One thing you could look at doing would be to find someone who has been on the short end and do a young bird swap with them and see if the other birds do better for you/them on this new corse.

Ace


----------



## Lovebirds (Sep 6, 2002)

ace in the hole said:


> Hi Renee,
> 
> I think you are going to find The birds you have bred for the longer distances will not have the speed to win the shorter races. As you get out to the distance you should see them come up the sheet. This is not to say some birds will surprise you. The only way to know for sure how this change will effect your birds is to fly it!
> 
> ...



Well, I am breeding out of one 2003 cock bird that was on my race team that is from the short distance birds I use to have. I let him raise one baby last year, just to put him to use......, and it turned out to be one of my better YB's...........so this year, I've got 2 out of him and 2 more on the way...we'll see how that works out.
Last year, every single week end except for one, we had a NW or NE wind....strong winds too, flying from the SW.........now this year, we'll probably get those SW winds every week end.


----------



## Alamo (Nov 22, 2008)

■ **The tasks**
1. In the pigeon racing thread, what kind of wind did the poster have on nearly every weekend last year?
2. Which compass directions does the pigeon racing thread mention?
3. Carry on the pigeon racing thread from where it stops.
The entries come from a separate source.

■ **Dataset excerpts**
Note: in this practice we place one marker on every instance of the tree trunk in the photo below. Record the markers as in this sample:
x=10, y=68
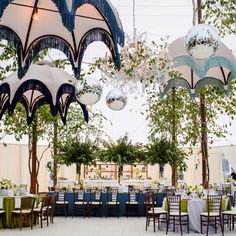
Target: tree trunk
x=173, y=177
x=34, y=157
x=55, y=151
x=161, y=171
x=174, y=138
x=78, y=171
x=204, y=146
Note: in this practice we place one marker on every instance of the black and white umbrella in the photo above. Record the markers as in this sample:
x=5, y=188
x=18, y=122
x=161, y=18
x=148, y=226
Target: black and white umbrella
x=67, y=25
x=193, y=74
x=42, y=84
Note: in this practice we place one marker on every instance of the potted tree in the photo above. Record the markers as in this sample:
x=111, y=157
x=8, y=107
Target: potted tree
x=122, y=152
x=162, y=152
x=76, y=152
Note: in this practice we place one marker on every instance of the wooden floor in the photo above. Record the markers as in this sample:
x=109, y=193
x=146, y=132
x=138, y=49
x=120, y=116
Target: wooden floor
x=94, y=227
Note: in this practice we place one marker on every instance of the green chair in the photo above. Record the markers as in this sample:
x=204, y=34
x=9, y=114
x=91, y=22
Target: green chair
x=175, y=215
x=213, y=213
x=2, y=218
x=25, y=213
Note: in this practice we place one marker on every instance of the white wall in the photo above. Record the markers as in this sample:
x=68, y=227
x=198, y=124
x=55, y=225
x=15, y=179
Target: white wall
x=14, y=165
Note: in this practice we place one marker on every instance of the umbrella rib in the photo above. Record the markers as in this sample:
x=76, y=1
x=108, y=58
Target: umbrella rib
x=50, y=10
x=192, y=86
x=223, y=73
x=30, y=26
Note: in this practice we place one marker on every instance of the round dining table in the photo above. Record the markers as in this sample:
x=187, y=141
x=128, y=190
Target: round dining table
x=194, y=207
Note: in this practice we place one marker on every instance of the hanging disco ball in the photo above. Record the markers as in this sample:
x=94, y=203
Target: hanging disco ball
x=88, y=91
x=202, y=41
x=116, y=99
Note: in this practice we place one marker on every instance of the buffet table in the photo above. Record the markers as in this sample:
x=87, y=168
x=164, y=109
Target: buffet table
x=122, y=198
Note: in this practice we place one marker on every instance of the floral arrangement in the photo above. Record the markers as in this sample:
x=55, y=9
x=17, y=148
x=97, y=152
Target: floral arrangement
x=230, y=180
x=6, y=184
x=195, y=189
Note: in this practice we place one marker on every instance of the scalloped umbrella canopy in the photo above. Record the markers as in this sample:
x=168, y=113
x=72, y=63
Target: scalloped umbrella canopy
x=67, y=25
x=42, y=84
x=218, y=70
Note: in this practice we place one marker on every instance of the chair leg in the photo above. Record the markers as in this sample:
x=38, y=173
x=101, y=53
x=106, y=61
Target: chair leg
x=41, y=219
x=167, y=224
x=208, y=222
x=201, y=224
x=221, y=225
x=181, y=228
x=154, y=223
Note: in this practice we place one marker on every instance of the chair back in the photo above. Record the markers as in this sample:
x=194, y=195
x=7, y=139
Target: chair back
x=51, y=189
x=45, y=202
x=173, y=203
x=169, y=192
x=214, y=204
x=42, y=195
x=149, y=202
x=61, y=195
x=95, y=196
x=133, y=196
x=112, y=195
x=27, y=203
x=78, y=195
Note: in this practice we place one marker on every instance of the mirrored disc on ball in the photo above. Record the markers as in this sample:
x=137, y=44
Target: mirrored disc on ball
x=116, y=99
x=202, y=41
x=88, y=91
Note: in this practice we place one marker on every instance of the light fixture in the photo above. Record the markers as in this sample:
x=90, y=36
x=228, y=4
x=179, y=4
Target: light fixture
x=202, y=41
x=88, y=91
x=36, y=14
x=116, y=99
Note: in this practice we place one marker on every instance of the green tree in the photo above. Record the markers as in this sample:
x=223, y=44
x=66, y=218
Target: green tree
x=187, y=119
x=162, y=152
x=221, y=14
x=122, y=152
x=76, y=152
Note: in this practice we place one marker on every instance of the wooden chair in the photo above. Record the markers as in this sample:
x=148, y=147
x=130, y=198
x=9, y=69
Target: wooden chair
x=79, y=202
x=112, y=202
x=2, y=216
x=25, y=213
x=175, y=216
x=95, y=201
x=226, y=188
x=154, y=214
x=133, y=202
x=61, y=201
x=52, y=207
x=213, y=214
x=42, y=212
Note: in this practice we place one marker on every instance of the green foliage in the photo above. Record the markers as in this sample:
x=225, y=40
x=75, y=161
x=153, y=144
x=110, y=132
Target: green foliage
x=123, y=152
x=162, y=152
x=221, y=14
x=185, y=113
x=76, y=152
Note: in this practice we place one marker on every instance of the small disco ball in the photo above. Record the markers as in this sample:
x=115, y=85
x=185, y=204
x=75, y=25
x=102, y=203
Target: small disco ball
x=202, y=41
x=116, y=99
x=88, y=91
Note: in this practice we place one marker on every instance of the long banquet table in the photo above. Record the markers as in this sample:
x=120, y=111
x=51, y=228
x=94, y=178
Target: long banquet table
x=122, y=198
x=8, y=204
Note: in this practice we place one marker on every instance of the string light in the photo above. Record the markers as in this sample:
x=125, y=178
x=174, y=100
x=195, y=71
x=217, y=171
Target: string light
x=36, y=14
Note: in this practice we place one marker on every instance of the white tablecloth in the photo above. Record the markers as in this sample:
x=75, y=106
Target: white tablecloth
x=195, y=208
x=17, y=201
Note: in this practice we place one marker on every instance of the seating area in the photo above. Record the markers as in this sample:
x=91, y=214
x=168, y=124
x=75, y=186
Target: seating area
x=117, y=117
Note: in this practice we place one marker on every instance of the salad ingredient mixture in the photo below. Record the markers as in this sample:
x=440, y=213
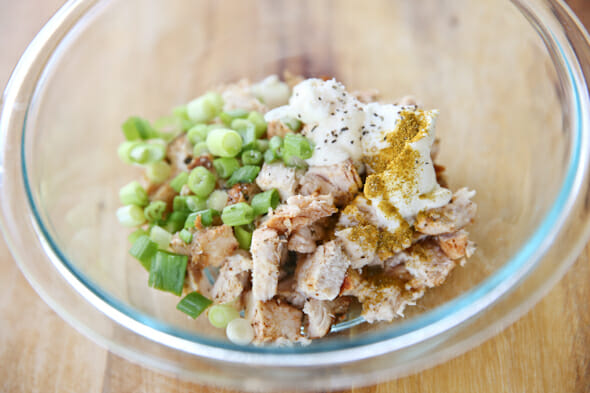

■ **Expected results**
1. A strong NW or NE wind.

2. NW, NE, SW

3.
If the prevailing winds in your combine are from the North,then flying from that direction makes sense...In my combine here,it`s a SW direction,and that`s the direction we fly from...I`m on the short end,and way south,so the short races are allmost imposible to win for me...I have distance pigeons anyway,so that goes against me,except,if the race has a north east or east wind..Then I can be very competive..It sounds like you will be in the same boat as me...But I don`t want any sprint pigeons...There`s not much glory,or any $$$ to be won in 100 to 200 mile races...The 300 mile and up in YB`s are where the $$$ are,and the glory to go with it..In OB`s,it`s 400 to 600 miles...That`s why sprint pigeons are not needed,or will they do me any good...I had 3 of them a guy gave me...I won 1st to 3rd combine overall the 1st YB race..The 2nd race I lost all 3 birds...There went the experiment for me....I`ll stick with what I have...I did add 1 middle distance hen,and her YB`s did well for me last year..I want to see what they do in the 500 miler this year,before I go any farther with the Hen !!!.....Alamo


----------



## fastpitch dad (Nov 21, 2007)

Alamo, Where are your race stations?


----------



## Lovebirds (Sep 6, 2002)

Well, the one thing I can see that's good, if we fly the course I'm thinking we'll fly, is I think my loft is in a better position. Flying from the South or SW, there were a bunch of flyers west of me and bunch east of me and then there's little ole me sitting right in the middle all alone. It was tough to win, although when I look at the minutes I lost by, we were close a few times......but no cookie....... Flying from the NE, I'm still sitting in the middle, but have the west flyers birds flying nearer to my loft in the path going home. Now, I just have to figure out how to get my birds to STOP and not keep going and have to turn around and come back........


----------



## Alamo (Nov 22, 2008)

Our 1st race is Parkersburg,WV...Then Athens,Ohio...Then Jeffersonville,Ohio...Then Cincy,Ohio...Then Louisville,Ky(350M)....That`s our YB stations...In OB`s, it`s Effingham.ILL(500M)..and OFallon,ILL (600M)......Alamo


----------



## fastpitch dad (Nov 21, 2007)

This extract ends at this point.